Text under study:
··········

At the start of the hearings, Sen. Lindsey Graham, R-South Carolina, who is chairman of the Senate Judiciary Committee, pointed out the four-day process prior to sending the nomination onto the full Senate for a vote would be a “long contentious week.”
He also noted the proceedings were “not about persuading each other unless something really dramatic happens.” He predicted that “all the Republicans will vote yes, all the Democrats will vote no” for President Donald Trump’s nominee to fill the Supreme Court seat left vacant by the Sept. 18 death of Ruth Bader Ginsburg.
“Nothing about this today is normal,” said Sen. Cory Booker, D-New Jersey, in the middle of the first day of introductory remarks by members of the committee, noting the country is in the middle of holding a presidential election and battling the coronavirus pandemic.
Signs of coronavirus precautions were obvious in the room itself where senators were socially distanced and wore masks while bottles of hand sanitizer and plastic containers of bleach wipes were visible on the counters. The hearing room also did not have the usual crowds these events typically draw, and a few senators participated remotely.
Two members of the Senate Judiciary Committee had tested positive for COVID-19 earlier, but those in the Senate hearing room were not required to be tested for the coronavirus before taking part in the hearing in the enclosed room, as some of the Democratic senators mentioned.
Prior to the hearings, protesters and supporters of Barrett’s nomination gathered outside in the rain to express their views with signs such as “Let the people decide!” or “Women for Amy.”
During the hearing, Barrett sat at a table across from the senators, and her husband and six of their children sat behind her.
Sen. Dianne Feinstein, D-California, the senior Democrat on the committee, started the discussion with a trend that was followed by her fellow Democrats, voicing an overriding concern that with Barrett’s confirmation “Americans stand to lose the benefits that the ACA provides.”
On Nov. 10, the court will hear oral arguments about the health care law, often called Obamacare, for the third time in a case brought by 18 Republican state attorneys general and supported by the Trump administration.
As a judge for the U.S. Court of Appeals for the 7th Circuit, Barrett did not hear any cases dealing with the ACA. But in 2017, she wrote a paper in the Notre Dame Law School journal that was critical of Chief Justice John Roberts’ majority opinion in the 2012 ruling, saying he “pushed the Affordable Care Act beyond its plausible meaning to save the statute.”
This quote was mentioned by several Democratic senators, many of whom referred to and showed poster-sized pictures of their constituents suffering from health problems who they said would lose their health insurance if ACA is dismantled.
A few Democrats brought up the Supreme Court’s Roe v. Wade decision legalizing abortion, saying it also stood in the balance with Barrett’s nomination. Several of them described the current hearings as a “sham” or “charade” for being rushed through amid the election and the pandemic.
Republicans highlighted Barrett’s qualifications and many of them brought up the issue of her Catholic faith, which had come up in her 2017 hearings. Several made reference to a comment made at the time by Feinstein, who told her: “The dogma lives loudly within you, and that’s a concern.”
Feinstein was referring to Barrett’s speeches and a 1998 article she co-wrote about the role of Catholic judges in death penalty cases. The senator also questioned Barrett about upholding Roe v. Wade.
Sen. Ben Sasse, R-Nebraska, said the confirmation hearings should be about civics, not politics, and stressed that the senators should not get into religious tests of a court nominee or try to determine “whether ‘the dogma lives too loudly’ within someone.”
Sen. Josh Hawley, R-Missouri, similarly recalled the questioning Barrett received in 2017 and said it reflected a “the very terminology of anti-Catholic bigotry.”

··········

Supplied entries:
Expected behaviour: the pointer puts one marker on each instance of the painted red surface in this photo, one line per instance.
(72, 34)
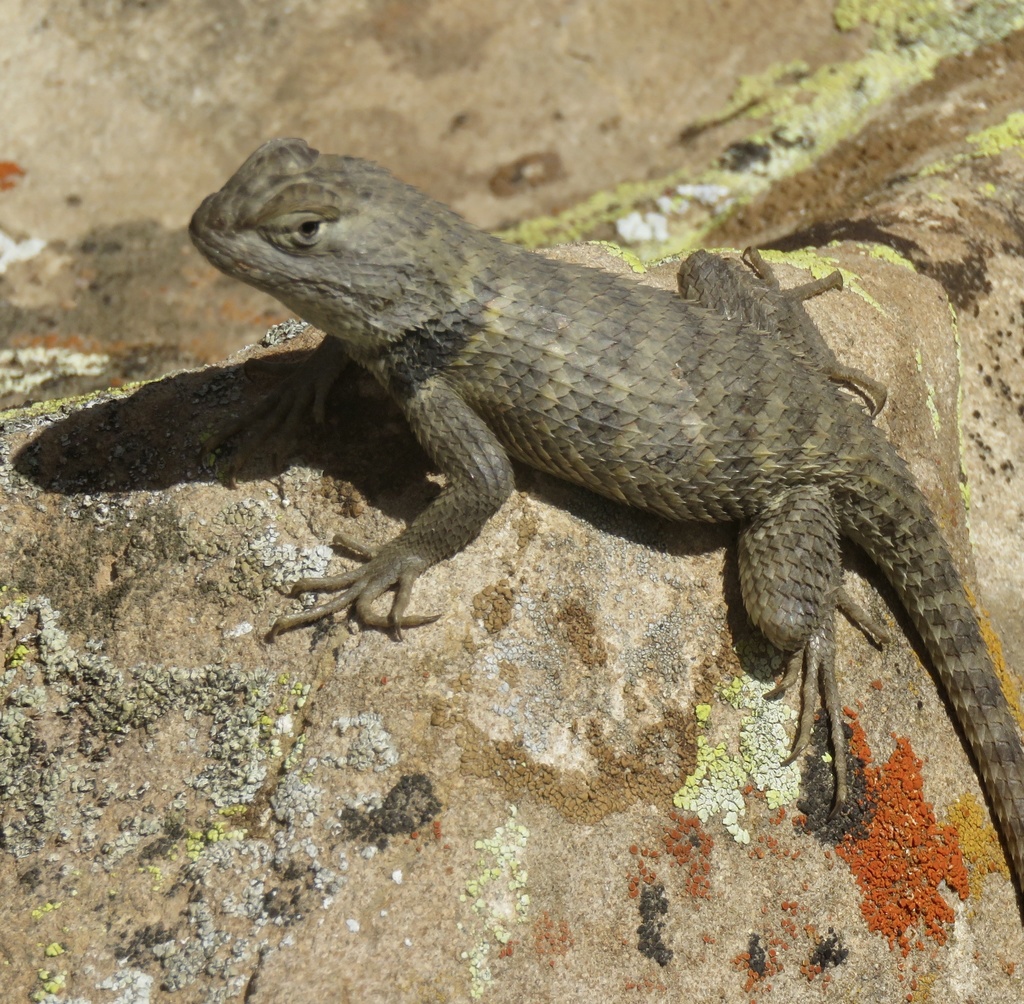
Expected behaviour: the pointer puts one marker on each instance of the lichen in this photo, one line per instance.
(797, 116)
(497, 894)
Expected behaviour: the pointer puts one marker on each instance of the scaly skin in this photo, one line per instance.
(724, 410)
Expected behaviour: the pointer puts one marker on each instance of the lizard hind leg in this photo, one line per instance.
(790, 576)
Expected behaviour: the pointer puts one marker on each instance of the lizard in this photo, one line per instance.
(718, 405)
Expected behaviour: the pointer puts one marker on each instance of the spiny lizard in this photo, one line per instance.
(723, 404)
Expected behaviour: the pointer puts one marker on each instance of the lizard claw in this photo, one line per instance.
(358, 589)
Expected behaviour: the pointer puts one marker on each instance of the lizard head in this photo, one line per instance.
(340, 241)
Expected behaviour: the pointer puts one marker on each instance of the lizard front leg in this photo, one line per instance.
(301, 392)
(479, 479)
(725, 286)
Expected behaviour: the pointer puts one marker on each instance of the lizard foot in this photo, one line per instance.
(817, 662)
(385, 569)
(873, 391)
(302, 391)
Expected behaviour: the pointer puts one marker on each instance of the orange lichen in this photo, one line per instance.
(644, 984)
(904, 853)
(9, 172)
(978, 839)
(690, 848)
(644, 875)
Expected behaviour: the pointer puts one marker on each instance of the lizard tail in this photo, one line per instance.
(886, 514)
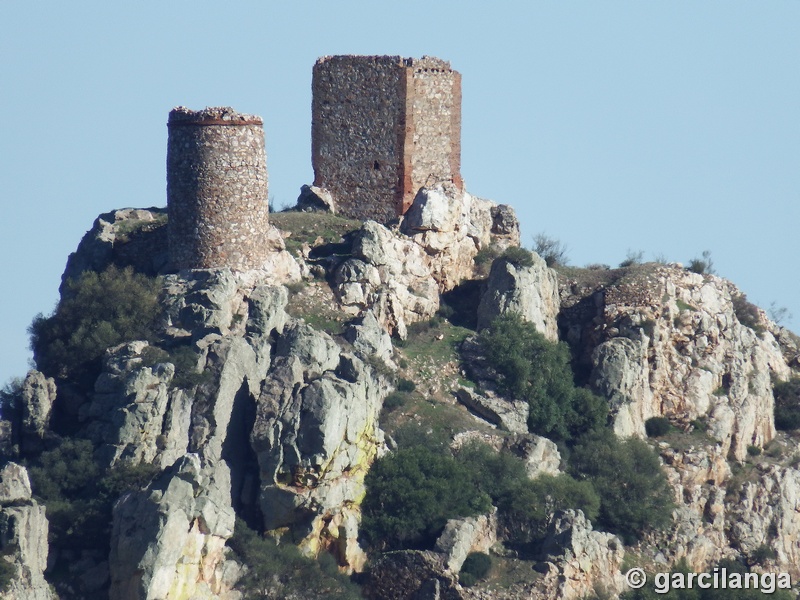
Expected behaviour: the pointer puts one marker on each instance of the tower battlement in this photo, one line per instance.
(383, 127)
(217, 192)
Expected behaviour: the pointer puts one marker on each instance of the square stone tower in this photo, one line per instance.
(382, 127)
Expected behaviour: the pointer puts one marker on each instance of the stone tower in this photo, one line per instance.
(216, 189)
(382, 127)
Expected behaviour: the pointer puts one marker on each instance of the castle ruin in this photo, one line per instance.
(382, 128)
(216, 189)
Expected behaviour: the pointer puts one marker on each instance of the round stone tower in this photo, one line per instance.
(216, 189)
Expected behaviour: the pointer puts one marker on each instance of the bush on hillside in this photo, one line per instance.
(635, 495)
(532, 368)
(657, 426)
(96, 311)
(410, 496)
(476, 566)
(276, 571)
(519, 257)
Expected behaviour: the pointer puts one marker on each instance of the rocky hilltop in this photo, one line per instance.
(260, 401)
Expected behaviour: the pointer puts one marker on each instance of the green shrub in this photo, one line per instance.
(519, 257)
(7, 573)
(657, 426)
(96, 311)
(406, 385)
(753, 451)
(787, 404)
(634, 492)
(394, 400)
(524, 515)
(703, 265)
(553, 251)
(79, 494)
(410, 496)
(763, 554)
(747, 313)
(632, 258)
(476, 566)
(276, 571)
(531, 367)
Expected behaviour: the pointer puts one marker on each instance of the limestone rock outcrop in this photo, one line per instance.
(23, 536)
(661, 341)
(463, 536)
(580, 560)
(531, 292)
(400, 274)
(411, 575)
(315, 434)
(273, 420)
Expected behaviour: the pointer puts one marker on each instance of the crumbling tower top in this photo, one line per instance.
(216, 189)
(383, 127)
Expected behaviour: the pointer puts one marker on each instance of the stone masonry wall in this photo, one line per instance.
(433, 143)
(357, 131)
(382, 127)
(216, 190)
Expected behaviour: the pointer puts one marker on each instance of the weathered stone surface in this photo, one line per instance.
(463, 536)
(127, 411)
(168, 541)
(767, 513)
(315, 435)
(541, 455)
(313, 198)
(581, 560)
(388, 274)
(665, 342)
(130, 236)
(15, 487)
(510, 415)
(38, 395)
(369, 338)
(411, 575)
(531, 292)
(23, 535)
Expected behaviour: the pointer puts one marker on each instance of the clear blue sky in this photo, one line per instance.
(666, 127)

··········

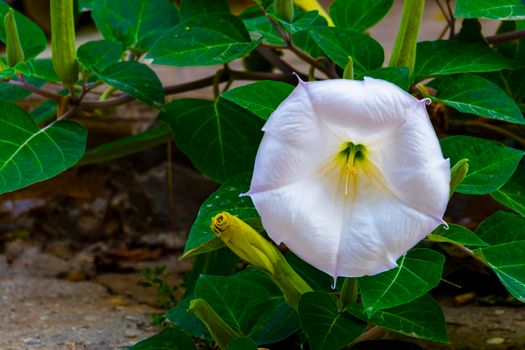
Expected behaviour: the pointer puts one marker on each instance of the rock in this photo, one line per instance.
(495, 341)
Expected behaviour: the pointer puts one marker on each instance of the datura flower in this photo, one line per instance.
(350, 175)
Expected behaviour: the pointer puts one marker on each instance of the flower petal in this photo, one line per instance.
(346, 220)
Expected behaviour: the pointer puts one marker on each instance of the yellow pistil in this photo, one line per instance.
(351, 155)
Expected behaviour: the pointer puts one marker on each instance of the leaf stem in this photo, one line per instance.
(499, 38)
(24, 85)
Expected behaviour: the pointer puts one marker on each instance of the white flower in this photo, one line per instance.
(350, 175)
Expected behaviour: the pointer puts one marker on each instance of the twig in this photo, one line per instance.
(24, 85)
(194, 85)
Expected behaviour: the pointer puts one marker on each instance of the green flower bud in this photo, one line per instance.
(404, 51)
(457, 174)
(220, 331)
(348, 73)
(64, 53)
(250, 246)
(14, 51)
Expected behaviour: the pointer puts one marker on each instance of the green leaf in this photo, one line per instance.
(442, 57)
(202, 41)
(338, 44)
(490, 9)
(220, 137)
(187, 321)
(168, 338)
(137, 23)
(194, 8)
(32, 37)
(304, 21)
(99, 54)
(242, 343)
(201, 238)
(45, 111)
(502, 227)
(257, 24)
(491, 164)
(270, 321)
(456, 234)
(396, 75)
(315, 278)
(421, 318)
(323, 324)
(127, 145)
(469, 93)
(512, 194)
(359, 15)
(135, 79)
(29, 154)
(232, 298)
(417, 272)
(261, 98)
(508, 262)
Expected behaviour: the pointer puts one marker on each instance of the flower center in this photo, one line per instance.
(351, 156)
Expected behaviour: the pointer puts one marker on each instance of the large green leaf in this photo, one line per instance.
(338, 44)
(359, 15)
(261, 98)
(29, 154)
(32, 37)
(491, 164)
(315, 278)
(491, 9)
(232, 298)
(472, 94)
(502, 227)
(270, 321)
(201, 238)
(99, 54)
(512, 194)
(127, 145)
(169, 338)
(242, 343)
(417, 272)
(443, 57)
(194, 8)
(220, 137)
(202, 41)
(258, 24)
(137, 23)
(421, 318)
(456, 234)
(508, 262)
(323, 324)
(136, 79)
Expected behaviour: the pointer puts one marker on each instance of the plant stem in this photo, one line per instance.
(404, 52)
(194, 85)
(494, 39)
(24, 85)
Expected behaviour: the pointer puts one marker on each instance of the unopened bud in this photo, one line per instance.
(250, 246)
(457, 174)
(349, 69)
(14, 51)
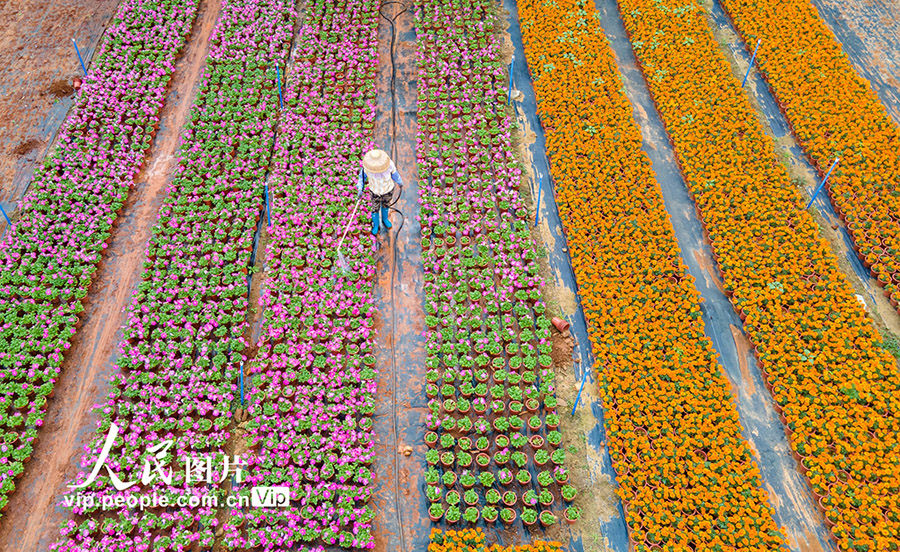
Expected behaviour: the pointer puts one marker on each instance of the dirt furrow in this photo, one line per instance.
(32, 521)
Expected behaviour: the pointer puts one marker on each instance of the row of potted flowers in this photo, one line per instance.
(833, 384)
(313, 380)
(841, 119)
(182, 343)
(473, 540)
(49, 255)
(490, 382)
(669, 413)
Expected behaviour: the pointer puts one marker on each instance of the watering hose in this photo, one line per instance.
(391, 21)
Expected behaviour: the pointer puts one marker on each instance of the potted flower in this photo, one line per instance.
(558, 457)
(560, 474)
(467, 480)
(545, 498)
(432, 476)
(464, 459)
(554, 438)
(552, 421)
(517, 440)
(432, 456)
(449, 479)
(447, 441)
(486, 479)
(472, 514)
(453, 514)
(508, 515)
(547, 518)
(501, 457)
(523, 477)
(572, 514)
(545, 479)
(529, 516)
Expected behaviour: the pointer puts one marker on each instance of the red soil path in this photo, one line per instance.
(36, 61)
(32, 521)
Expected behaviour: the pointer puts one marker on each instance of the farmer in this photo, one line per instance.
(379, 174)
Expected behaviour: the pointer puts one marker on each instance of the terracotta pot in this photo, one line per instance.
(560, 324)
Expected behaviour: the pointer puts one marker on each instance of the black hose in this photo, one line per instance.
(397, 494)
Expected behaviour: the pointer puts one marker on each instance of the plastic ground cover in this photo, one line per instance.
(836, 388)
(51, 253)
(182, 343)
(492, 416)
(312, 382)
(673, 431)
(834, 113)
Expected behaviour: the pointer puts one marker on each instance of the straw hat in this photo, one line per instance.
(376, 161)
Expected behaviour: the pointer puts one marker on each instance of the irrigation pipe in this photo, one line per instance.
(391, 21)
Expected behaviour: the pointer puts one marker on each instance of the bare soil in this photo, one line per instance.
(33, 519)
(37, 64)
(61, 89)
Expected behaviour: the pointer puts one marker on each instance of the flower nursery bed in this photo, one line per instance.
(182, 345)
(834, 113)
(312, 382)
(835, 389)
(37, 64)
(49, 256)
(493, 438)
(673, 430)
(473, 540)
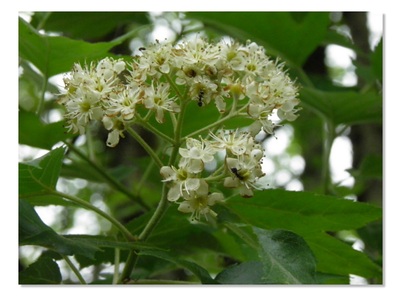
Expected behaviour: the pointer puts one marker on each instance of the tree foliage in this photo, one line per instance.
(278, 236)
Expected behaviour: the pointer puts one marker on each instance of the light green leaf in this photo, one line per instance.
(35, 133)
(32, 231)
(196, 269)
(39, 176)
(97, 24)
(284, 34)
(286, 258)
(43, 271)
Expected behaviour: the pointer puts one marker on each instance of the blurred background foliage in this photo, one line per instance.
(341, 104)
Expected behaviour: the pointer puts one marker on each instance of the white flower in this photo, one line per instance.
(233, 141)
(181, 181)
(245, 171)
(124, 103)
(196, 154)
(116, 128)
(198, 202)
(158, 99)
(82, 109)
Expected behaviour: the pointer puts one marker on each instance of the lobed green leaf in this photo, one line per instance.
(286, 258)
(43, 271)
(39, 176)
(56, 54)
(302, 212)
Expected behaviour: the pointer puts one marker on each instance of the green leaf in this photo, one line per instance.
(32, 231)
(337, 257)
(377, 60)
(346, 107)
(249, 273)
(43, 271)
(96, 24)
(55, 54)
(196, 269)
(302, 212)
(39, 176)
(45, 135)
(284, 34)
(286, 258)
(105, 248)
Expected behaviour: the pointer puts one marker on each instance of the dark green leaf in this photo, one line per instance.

··········

Your task: Rename "protesters" to "demonstrators" in the stretch of the hearings article from "Prior to the" through "the Trump administration.", and write out that stretch again. The items are separate from the hearings article.

Exercise answer:
Prior to the hearings, demonstrators and supporters of Barrett’s nomination gathered outside in the rain to express their views with signs such as “Let the people decide!” or “Women for Amy.”
During the hearing, Barrett sat at a table across from the senators, and her husband and six of their children sat behind her.
Sen. Dianne Feinstein, D-California, the senior Democrat on the committee, started the discussion with a trend that was followed by her fellow Democrats, voicing an overriding concern that with Barrett’s confirmation “Americans stand to lose the benefits that the ACA provides.”
On Nov. 10, the court will hear oral arguments about the health care law, often called Obamacare, for the third time in a case brought by 18 Republican state attorneys general and supported by the Trump administration.